Top of Data for this task

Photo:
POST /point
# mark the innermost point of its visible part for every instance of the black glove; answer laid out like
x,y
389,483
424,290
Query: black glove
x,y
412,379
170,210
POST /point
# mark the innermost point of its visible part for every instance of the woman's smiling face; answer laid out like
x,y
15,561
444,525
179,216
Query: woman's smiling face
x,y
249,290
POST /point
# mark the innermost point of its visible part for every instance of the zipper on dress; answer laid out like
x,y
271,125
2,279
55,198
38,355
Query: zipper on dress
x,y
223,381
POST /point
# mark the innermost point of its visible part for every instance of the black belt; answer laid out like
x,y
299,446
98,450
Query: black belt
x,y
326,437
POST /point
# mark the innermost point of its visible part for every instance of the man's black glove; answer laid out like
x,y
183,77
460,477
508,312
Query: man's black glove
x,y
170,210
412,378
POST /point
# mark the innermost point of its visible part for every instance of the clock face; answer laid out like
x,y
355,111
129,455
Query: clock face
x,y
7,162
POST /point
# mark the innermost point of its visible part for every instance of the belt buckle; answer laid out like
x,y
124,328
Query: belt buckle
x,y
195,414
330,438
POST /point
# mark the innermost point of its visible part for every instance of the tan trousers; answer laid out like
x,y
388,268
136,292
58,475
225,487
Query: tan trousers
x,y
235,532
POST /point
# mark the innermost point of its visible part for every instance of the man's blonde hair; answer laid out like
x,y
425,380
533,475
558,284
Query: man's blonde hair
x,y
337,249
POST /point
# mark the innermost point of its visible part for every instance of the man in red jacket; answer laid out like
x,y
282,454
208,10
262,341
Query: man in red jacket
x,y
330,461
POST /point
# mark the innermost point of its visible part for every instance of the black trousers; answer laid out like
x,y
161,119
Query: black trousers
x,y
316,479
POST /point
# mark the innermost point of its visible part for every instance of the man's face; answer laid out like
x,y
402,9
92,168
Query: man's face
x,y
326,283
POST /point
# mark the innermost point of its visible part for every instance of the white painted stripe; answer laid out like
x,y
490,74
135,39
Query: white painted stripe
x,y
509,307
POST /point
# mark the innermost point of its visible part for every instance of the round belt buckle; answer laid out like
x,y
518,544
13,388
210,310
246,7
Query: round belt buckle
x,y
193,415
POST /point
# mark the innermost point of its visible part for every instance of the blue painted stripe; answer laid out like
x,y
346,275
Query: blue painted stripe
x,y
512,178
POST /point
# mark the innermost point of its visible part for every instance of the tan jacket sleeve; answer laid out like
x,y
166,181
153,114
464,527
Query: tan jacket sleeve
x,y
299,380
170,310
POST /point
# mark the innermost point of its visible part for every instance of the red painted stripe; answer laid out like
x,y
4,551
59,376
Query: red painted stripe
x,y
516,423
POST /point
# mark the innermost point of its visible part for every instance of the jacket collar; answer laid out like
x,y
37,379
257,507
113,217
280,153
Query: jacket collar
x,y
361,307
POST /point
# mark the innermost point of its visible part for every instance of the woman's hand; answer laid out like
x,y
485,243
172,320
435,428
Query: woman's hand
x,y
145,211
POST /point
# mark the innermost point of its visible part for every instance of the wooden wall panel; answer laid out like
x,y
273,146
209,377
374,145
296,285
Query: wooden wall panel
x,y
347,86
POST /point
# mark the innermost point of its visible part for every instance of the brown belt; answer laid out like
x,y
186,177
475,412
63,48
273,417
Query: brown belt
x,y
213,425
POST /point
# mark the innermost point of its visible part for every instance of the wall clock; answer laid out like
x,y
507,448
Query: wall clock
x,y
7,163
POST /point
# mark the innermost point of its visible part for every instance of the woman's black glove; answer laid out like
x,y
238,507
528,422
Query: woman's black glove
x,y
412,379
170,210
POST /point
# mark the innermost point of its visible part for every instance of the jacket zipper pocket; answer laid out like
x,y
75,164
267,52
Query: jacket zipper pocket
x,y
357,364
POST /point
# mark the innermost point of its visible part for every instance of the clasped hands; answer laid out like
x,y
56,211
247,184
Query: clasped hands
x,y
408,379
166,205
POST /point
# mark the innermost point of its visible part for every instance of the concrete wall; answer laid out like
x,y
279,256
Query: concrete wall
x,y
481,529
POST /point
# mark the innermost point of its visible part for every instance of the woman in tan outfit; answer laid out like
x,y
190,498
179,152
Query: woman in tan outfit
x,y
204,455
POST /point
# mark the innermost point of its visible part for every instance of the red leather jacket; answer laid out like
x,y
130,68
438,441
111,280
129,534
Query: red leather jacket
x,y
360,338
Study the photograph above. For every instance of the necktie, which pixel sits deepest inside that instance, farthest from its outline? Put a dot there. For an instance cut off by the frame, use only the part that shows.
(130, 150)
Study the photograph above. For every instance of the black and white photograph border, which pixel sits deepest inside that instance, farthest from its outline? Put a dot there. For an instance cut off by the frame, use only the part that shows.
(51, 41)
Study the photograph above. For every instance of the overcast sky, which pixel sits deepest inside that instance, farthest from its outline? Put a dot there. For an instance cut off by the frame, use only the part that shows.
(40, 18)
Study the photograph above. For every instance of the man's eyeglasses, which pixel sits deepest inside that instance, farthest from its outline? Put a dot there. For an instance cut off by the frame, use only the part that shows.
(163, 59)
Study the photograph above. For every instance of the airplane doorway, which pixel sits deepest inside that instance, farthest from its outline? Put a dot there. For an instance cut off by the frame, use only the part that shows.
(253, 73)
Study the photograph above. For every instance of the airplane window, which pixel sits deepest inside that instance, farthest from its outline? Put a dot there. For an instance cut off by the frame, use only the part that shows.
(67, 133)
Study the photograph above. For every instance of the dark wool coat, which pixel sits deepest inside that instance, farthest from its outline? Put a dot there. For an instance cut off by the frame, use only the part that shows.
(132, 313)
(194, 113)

Bottom of Data for this task

- _Problem statement_
Please repeat the listing word for word.

- _Exercise answer_
Photo:
POST /point
# mark the innermost point of its visible part for every instance of the black glove; answer laid out like
x,y
389,483
424,290
Query: black glove
x,y
412,379
170,210
POST /point
# mark the innermost point of its visible part for every instance of the woman's smiling face; answer laid out like
x,y
15,561
444,525
179,216
Query: woman's smiling face
x,y
249,290
POST /point
# mark the innermost point of its visible part for every instance of the zipper on dress; answer laid out like
x,y
271,125
2,279
55,198
38,355
Query: zipper on dress
x,y
223,381
POST /point
# mark the innermost point of its visible part for every instance of the black belt; answer laid out like
x,y
299,446
98,450
Query: black belt
x,y
326,437
POST /point
# mark the innermost point of its visible part for every instance of the man's black glove; answer laid out like
x,y
183,77
460,477
508,312
Query: man's black glove
x,y
170,210
412,378
POST /point
# mark the innermost point of its visible part for every instance of the clock face; answer laid out like
x,y
355,111
129,455
Query: clock face
x,y
7,162
POST /point
# mark the innermost point of its visible part for every instance of the belt buckle; answer laid out like
x,y
124,328
Query: belt buckle
x,y
195,414
330,438
POST /point
# mark the innermost point of its visible part for every instance of the tan trousers; answer laid out like
x,y
388,268
136,292
58,475
225,487
Query: tan trousers
x,y
235,532
POST /point
# mark the innermost point of its visible part for every instance of the man's blonde hair; answer laid out like
x,y
425,380
533,475
558,284
Query: man's blonde hair
x,y
337,249
POST /point
# mark the innermost point of its visible part for every instance of the man in red jacket; answer laid out like
x,y
282,454
208,10
262,341
Query: man in red jacket
x,y
330,461
POST /point
# mark the innermost point of its visible part for every instance of the black trousers; answer laid out like
x,y
161,119
Query: black trousers
x,y
316,479
POST /point
# mark the innermost point of its visible part for every instance of the man's face; answer laid out like
x,y
402,9
92,168
Query: man's face
x,y
326,283
POST /point
# mark the innermost point of its visible part for every instance of the white painted stripe; answer laid out like
x,y
490,74
135,39
Query: white painted stripe
x,y
509,307
POST /point
# mark the innermost point of its visible part for every instance of the round belt buckle; answer laid out like
x,y
518,544
13,388
210,310
246,7
Query: round belt buckle
x,y
193,415
POST /point
# mark the innermost point of its visible part for every instance of the blue painted stripe; answer laid out like
x,y
346,275
Query: blue painted stripe
x,y
512,178
POST /point
# mark the innermost point of its visible part for every instance of the tan jacket sleeve; answer laid out like
x,y
166,181
153,114
464,527
Query: tan jacket sleeve
x,y
299,380
170,310
POST /point
# mark the innermost point of its visible part for every instance of the red painted stripe; answer laid out like
x,y
4,551
59,376
Query: red painted stripe
x,y
516,423
POST /point
# mark the innermost point of its visible part for every instance of the jacket collar; answer laid out like
x,y
37,379
257,507
113,217
280,153
Query: jacket collar
x,y
361,307
POST /point
# mark the innermost point of its visible part for every instance of the woman's hand; answer laid out like
x,y
485,243
172,320
435,428
Query: woman's hand
x,y
145,211
POST /point
# mark the innermost point of its visible part for every instance of the wooden wall panel; answer laid out like
x,y
273,146
209,377
374,145
296,285
Query: wooden wall panel
x,y
347,86
POST /point
# mark the innermost point of its visible part for every instance of the brown belt; answer laid out like
x,y
186,177
475,412
63,48
273,417
Query: brown belt
x,y
213,425
POST /point
# mark the innermost point of its visible part for every instance of the wall clock; answer laid out like
x,y
507,448
Query: wall clock
x,y
7,163
POST /point
# mark the innermost point of its visible part for every instance of the woman's black glove; answer laid out like
x,y
238,507
528,422
Query: woman's black glove
x,y
412,379
170,210
POST /point
# mark the innermost point of its visible part for every instance of the jacket zipper pocket; answer laid out like
x,y
75,164
267,52
Query: jacket zipper pocket
x,y
357,364
POST /point
# mark the innermost point of its visible part for every instance of the clasped hands; answer laid out like
x,y
56,211
247,184
Query: clasped hands
x,y
408,379
166,205
POST /point
# mark the innermost point of its visible part for every instance of the concrete wall; answer laid out like
x,y
279,256
Query: concrete wall
x,y
481,529
POST /point
# mark the innermost point of its visible part for every instance of the woman in tan outfit; answer laid out like
x,y
190,498
179,152
Query: woman in tan outfit
x,y
204,455
POST /point
# mark the innermost point of its visible part for every instance of the red leather jacket; answer laid out like
x,y
130,68
438,441
111,280
129,534
Query: red leather jacket
x,y
360,338
Study the photograph above. For every instance of the necktie, which pixel sits deepest inside that instance, farthest from its outline? Put a dot there. For an instance cut off by the frame, use only the part that shows.
(130, 150)
Study the photograph above. For every instance of the black and white photograph border, which pixel sits deepest inside that instance, farthest from its outline? Put a dot there. For an instance cut off by the frame, use only the part that shows.
(51, 41)
Study the photograph above. For every instance of the overcast sky, which pixel sits deepest inside that instance, farthest from its outline? Put a dot there. For an instance cut off by the frame, use only the part that shows.
(40, 18)
Study the photograph above. For every instance of the man's eyeglasses, which pixel sits deepest inside that instance, farthest from its outline? Put a dot there. For an instance cut off by the frame, use only the part that shows.
(163, 59)
Study the photograph above. For every instance of the airplane doorway, which pixel sits deepest inside that instance, farthest from its outline? Put a dot there. For an instance cut off by the frame, use only the part that shows.
(253, 73)
Study the photograph above. For every instance of the airplane window, which pixel sits deepest inside that instance, farthest from its outline? Put a dot there. For an instance cut off by the frame, use only the part that shows.
(67, 133)
Study the photograph above. For every instance of the dark wool coat, which pixel sits deepest inside that instance, farthest from its outline? Put a dot there. For an instance cut off by the frame, use only the part that shows.
(132, 313)
(194, 113)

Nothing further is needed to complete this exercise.